◆ EXTRAIT ◆

De même que la sensualité le dispute à la morale, de nombreux commentateurs soulignent que le Bacchus est typique de la manière dont Caravage aime à mêler le sacré au profane. Pour Andrew Graham-Dixon, l'attitude un peu interrogative du personnage, au sourcil levé comme pour lancer un défi, peut s'interpréter comme une façon d'inciter le spectateur à démêler les différents messages perceptibles dans le tableau[33]. À première vue, la sensualité du tableau peut sembler exacerbée : ce garçon nonchalant à-demi nu, à peine recouvert d'un drap, ne semble-t-il pas jouer de manière suggestive avec l'attache de sa toge[33] ? Néanmoins, l'aspect sacré — voire chrétien — n'est pas si éloigné ; non seulement la symbolique de la nature morte renvoie à l'idée de mortalité, selon le principe d'une vanité, mais encore peut-on percevoir au-delà de ce sombre constat un espoir tout à fait eucharistique dans un renouveau : la coupe de vin offerte est située juste au-dessus de la corbeille de fruits trop mûrs[55]. Dans un contexte néoplatonicien typique de la Renaissance, il est logique de considérer les mythes classiques comme annonciateurs du dogme chrétien ; il n'est donc pas du tout irréaliste de concevoir une forme d'association d'idée entre la figure de Dionysos/Bacchus et celle du Christ qui, par la conversion de la coupe de vin en son sang, propose un don de soi désormais purement métaphysique[56]. Il n'en reste pas moins que ce Bacchus adolescent peut s'interpréter de façons tout à fait diverses, voire opposées : aussi Alfred Moir évoque-t-il la notion d'« imposture » en soulignant le contraste entre certains aspects physiques du modèle qui sont très ronds, doux, apprêtés, et « le bras agressivement musclé et l'expression boudeuse et provocante » qui présentent un tout autre aspect de sa personnalité[25]. Bernard Berenson n'allait-il pas jusqu'à parler à son propos de « dieu indien, destructeur et sans pitié »[25] ?
Au-delà de l'interprétation symbolique, l'approche artistique retenue par Caravage peut être qualifiée de « naturaliste »[24], à l'instar d'autres tableaux de la même époque comme La Diseuse de bonne aventure ou Les Tricheurs, et de façon assez typique des artistes du nord de l'Italie : le détail de l'autoportrait miniature dans la carafe de vin en témoigne[57], de même que celui des petites bulles sur une surface en mouvement, comme si la carafe venait d'être reposée sur la table[33]. Mais si l'approche naturaliste correspond bien à l'esprit lombard du peintre pour l'époque[24], il semble en revanche que le mélange entre la scène de genre naturaliste et l'allégorie ait été mal compris dans le contexte florentin où arrive ensuite la toile — ce qui peut expliquer sa mise à l'écart et sa disparition rapide[57].

(Annotations de contours d'images)
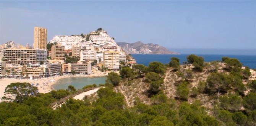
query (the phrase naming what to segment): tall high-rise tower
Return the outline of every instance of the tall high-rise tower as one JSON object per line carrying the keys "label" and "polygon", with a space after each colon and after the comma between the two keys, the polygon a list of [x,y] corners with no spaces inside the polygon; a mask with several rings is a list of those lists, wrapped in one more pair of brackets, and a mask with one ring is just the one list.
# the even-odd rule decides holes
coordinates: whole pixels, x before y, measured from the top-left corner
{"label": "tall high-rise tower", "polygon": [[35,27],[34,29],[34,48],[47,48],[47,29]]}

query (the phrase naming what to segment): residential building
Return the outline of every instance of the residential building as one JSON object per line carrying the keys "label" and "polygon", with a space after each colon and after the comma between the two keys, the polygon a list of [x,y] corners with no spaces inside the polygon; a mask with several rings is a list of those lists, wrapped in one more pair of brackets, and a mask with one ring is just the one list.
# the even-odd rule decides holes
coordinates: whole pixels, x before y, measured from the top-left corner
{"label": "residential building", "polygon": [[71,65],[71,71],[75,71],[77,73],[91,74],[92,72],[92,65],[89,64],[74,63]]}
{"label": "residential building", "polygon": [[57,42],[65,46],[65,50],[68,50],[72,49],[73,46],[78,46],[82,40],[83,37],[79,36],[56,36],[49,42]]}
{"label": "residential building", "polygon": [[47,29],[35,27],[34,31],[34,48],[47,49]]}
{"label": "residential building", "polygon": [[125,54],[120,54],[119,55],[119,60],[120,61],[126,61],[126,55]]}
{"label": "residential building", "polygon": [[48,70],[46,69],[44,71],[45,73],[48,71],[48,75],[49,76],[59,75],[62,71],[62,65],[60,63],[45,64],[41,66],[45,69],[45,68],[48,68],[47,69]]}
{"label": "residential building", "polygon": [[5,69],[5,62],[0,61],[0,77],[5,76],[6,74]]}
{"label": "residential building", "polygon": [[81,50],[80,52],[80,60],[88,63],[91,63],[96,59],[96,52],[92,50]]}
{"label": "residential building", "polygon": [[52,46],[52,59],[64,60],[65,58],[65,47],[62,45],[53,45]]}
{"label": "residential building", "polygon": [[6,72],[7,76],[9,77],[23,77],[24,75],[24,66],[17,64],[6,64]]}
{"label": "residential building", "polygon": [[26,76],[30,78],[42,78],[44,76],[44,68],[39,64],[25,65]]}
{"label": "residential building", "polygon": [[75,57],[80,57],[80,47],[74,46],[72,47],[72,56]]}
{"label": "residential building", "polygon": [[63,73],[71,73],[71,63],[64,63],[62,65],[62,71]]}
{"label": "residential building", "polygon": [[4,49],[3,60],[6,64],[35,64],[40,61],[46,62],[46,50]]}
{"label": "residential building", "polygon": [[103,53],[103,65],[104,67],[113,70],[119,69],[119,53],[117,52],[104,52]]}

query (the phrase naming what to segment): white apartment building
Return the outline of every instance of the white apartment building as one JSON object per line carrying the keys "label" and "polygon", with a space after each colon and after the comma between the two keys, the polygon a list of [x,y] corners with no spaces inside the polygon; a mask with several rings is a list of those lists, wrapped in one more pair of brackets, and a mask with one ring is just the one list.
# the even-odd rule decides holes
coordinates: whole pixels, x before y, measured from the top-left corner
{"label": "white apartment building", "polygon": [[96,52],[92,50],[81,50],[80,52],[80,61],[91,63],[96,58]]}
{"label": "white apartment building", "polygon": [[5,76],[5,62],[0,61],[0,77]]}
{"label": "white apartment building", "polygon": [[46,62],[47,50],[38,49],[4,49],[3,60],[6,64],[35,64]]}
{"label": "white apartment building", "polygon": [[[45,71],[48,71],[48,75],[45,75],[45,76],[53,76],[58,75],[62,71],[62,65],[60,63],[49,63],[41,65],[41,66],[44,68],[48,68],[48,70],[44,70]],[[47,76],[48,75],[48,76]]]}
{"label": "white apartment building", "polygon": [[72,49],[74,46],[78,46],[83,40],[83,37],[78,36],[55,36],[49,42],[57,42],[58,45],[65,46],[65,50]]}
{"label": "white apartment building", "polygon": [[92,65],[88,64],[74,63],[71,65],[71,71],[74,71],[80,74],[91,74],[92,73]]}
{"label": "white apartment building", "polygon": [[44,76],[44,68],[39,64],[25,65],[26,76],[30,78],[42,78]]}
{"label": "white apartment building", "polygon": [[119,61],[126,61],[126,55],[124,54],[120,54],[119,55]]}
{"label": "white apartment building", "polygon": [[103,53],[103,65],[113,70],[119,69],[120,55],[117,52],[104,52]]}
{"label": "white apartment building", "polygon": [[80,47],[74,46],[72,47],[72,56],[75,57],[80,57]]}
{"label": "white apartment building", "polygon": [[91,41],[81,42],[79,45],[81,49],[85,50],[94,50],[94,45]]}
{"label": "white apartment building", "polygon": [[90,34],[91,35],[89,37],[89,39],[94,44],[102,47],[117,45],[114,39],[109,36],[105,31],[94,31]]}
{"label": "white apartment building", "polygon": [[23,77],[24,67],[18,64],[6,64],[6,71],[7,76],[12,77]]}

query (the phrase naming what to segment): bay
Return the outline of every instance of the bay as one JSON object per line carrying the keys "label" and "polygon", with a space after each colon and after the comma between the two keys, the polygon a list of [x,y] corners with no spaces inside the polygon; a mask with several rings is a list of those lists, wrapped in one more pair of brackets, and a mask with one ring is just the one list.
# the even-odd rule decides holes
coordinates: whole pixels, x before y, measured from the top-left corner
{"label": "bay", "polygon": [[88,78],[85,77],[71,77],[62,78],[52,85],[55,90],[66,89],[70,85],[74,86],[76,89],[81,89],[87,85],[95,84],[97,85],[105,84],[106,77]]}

◆ CONSIGNE A ◆
Selon l'extrait sur le Bacchus de Caravage, quel commentateur évoque la notion d'« imposture » à propos de ce tableau ?
◆ CONSIGNE B ◆
Reproduisez fidèlement le passage de l'extrait sur le Bacchus de Caravage qui va de « Au-delà de l'interprétation » jusqu'à « sa disparition rapide[57]. » inclus.

◆ CORRIGÉ A ◆
Alfred Moir.

◆ CORRIGÉ B ◆
Au-delà de l'interprétation symbolique, l'approche artistique retenue par Caravage peut être qualifiée de « naturaliste »[24], à l'instar d'autres tableaux de la même époque comme La Diseuse de bonne aventure ou Les Tricheurs, et de façon assez typique des artistes du nord de l'Italie : le détail de l'autoportrait miniature dans la carafe de vin en témoigne[57], de même que celui des petites bulles sur une surface en mouvement, comme si la carafe venait d'être reposée sur la table[33]. Mais si l'approche naturaliste correspond bien à l'esprit lombard du peintre pour l'époque[24], il semble en revanche que le mélange entre la scène de genre naturaliste et l'allégorie ait été mal compris dans le contexte florentin où arrive ensuite la toile — ce qui peut expliquer sa mise à l'écart et sa disparition rapide[57].